Can you write out all the rows again with every "in this form" replaced by "in the following format" and everything else unchanged? Leave the pictures out.

### Provided records
══════════════════════════════
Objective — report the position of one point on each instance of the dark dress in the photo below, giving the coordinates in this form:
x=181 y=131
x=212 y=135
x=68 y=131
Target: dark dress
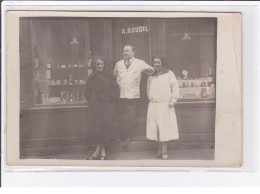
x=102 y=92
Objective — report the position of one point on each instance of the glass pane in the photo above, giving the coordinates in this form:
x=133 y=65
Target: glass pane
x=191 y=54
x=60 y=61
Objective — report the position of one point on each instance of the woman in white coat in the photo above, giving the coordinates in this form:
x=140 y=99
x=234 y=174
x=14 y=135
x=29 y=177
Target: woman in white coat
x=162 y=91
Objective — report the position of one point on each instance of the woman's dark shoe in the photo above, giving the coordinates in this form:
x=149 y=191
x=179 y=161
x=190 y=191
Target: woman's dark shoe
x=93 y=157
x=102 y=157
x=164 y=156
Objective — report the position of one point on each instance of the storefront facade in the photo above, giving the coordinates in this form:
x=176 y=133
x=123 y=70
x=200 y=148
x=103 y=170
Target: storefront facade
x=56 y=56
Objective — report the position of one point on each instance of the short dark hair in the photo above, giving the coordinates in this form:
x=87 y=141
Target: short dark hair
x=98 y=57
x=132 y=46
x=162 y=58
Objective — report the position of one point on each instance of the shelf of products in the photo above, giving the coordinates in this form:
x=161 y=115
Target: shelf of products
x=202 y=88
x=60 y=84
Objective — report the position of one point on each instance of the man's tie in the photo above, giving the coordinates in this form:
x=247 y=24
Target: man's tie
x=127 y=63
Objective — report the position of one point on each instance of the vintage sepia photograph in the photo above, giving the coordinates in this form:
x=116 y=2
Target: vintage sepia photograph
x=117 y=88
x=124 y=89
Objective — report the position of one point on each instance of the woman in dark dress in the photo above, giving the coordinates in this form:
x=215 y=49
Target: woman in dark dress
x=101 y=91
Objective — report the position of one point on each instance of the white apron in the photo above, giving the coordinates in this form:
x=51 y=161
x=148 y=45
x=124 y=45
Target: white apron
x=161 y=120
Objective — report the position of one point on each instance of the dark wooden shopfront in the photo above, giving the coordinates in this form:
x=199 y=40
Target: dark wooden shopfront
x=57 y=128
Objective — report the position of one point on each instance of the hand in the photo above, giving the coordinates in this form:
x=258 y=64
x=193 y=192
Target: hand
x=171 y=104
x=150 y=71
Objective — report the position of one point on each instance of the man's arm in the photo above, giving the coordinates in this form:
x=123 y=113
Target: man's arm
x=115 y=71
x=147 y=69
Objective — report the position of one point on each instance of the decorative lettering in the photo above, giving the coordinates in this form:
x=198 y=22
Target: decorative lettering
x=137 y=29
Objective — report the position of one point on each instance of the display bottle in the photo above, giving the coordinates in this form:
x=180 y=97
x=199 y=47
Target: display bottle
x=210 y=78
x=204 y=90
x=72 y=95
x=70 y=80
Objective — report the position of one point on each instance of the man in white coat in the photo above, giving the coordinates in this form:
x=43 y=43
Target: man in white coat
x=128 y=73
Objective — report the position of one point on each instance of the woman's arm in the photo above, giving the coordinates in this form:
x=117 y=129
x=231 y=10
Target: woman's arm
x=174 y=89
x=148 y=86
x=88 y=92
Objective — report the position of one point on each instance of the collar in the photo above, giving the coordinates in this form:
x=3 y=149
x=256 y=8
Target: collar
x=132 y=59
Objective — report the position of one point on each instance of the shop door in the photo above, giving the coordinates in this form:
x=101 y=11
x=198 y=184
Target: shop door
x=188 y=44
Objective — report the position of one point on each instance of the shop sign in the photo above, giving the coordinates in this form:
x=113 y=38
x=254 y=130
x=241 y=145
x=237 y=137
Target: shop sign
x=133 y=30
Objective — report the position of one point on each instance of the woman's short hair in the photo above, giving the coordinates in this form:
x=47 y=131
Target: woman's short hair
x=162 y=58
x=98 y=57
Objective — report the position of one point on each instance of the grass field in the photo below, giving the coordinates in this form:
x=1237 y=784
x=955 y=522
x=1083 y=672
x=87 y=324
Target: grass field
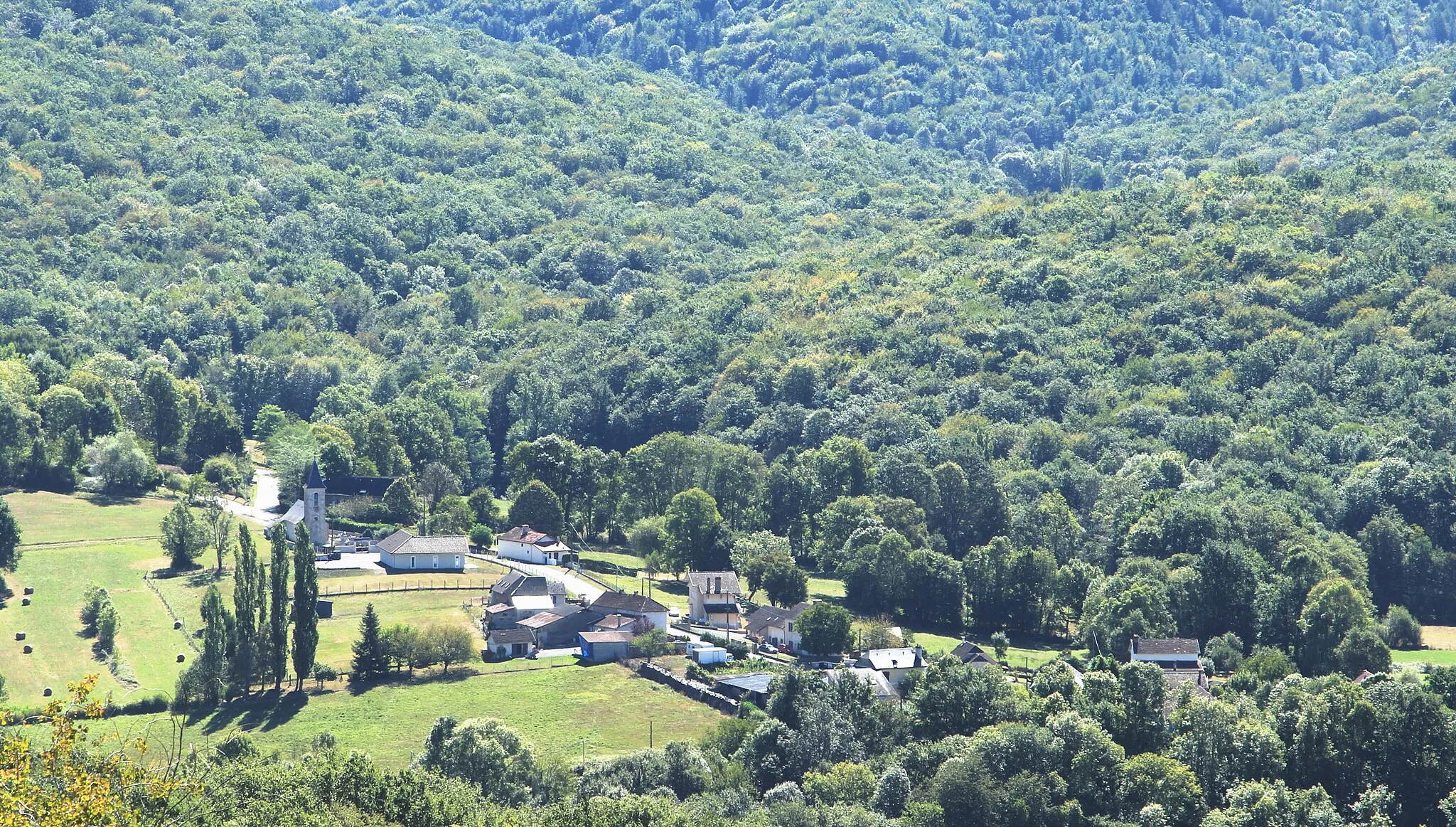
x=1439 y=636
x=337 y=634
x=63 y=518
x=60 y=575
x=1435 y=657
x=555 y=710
══════════════════════════════
### Complete answer
Objective — report the position of one point on each instance of the dark dress in the photo below, giving the coordinates in the following format:
x=181 y=131
x=212 y=135
x=68 y=131
Target: dark dress
x=102 y=92
Objective — report the position of one point on each instance of the glass pane in the photo above, giving the coordinates in the following format:
x=133 y=65
Target: glass pane
x=191 y=54
x=60 y=61
Objective — report the position of one point on each instance of the woman in white coat in the photo above, giving the coordinates in the following format:
x=140 y=99
x=234 y=174
x=14 y=135
x=29 y=177
Target: woman in white coat
x=162 y=91
Objective — report the position of one point on each instance of the woman's dark shoe in the photo above, giving the coordinates in the following format:
x=149 y=191
x=179 y=161
x=190 y=191
Target: woman's dark shoe
x=93 y=157
x=102 y=157
x=164 y=156
Objective — report the position of one point on each instance of the storefront facade in the photo above, giving the coordinates in the following format:
x=176 y=133
x=123 y=70
x=200 y=148
x=103 y=170
Target: storefront facade
x=56 y=56
Objective — report the position of one point on each instance of the short dark hair in the photo above, giving the coordinates in the following format:
x=87 y=141
Target: short dark hair
x=98 y=57
x=132 y=46
x=162 y=58
Objective — report the position of one point on each instance of the shelf of products in the photo above, giving the coordinates in the following format:
x=161 y=115
Target: shelf of products
x=202 y=88
x=60 y=84
Objective — report the position of one point on each instance of the man's tie in the photo above, giving the coordinates in the following format:
x=247 y=24
Target: man's tie
x=127 y=63
Objective — report the position of one point on each instance of the vintage sepia photograph in the photo above, giving the coordinates in the following format:
x=116 y=2
Target: vintage sepia photograph
x=117 y=88
x=124 y=89
Objective — report the position of one point on each instance of the woman in dark dress in the photo above, giving the coordinates in the following format:
x=215 y=49
Target: woman in dark dress
x=101 y=91
Objective — report the position of one point on each instance of the white apron in the photo above, giving the coordinates in the following format:
x=51 y=161
x=148 y=45
x=124 y=45
Target: white apron
x=161 y=120
Objective — report the position of one point on each instance of the dark wooden shopfront in the photo above, giving the coordinates in the following format:
x=199 y=40
Target: dark wooden shopfront
x=57 y=128
Objective — report the position of one point on each instance of the hand in the photo above, giving the coordinates in the following format:
x=258 y=64
x=193 y=192
Target: hand
x=171 y=104
x=150 y=71
Objective — report the position of one point on each instance of the man's arm in the photo above, giving the coordinates in the following format:
x=123 y=113
Target: man's arm
x=115 y=71
x=147 y=69
Objective — report the position of one point on each instance of the decorative lettering in the photo above, giving the coordinates in the following format:
x=198 y=22
Target: decorative lettering
x=137 y=29
Objective — report the position of one point on each instance of the display bottle in the photo above, giving the coordinates in the following format:
x=180 y=97
x=199 y=47
Target: display bottle
x=210 y=78
x=204 y=90
x=72 y=95
x=70 y=80
Objective — report the position of one point on each instance of the man in white coat in the photo above, giving the coordinates in the following format:
x=43 y=43
Target: man in white coat
x=128 y=73
Objective — report the position of one point on each instance of the woman's arm in the photo above, giving the coordinates in the following format:
x=117 y=129
x=231 y=10
Target: woman's arm
x=174 y=89
x=148 y=86
x=88 y=92
Objective — report the position of one point on each instance of the collar in the photo above, giving the coordinates in the following format:
x=3 y=149
x=256 y=8
Target: collar
x=132 y=59
Objective — report the position of one point on each instance of the shop door in the photo above, giving the coordinates in the following format:
x=101 y=11
x=198 y=184
Target: shop door
x=188 y=44
Objective — report the position of one point on each instance of the shop sign in the photo above, giving the coordinates in the following format:
x=113 y=38
x=254 y=130
x=241 y=145
x=237 y=137
Target: shop sign
x=133 y=30
Objective — report the position of one point on each instance of the woman's short hair in the photo above, giving the coordinates in the following format:
x=47 y=131
Target: woman's short hair
x=162 y=58
x=98 y=57
Objective — report the position of one point on each instance of the grass field in the photo below, giving the coordinates in the following format:
x=1237 y=784
x=955 y=522
x=1083 y=672
x=87 y=324
Target: grass field
x=1439 y=636
x=337 y=634
x=63 y=518
x=60 y=575
x=1435 y=657
x=555 y=710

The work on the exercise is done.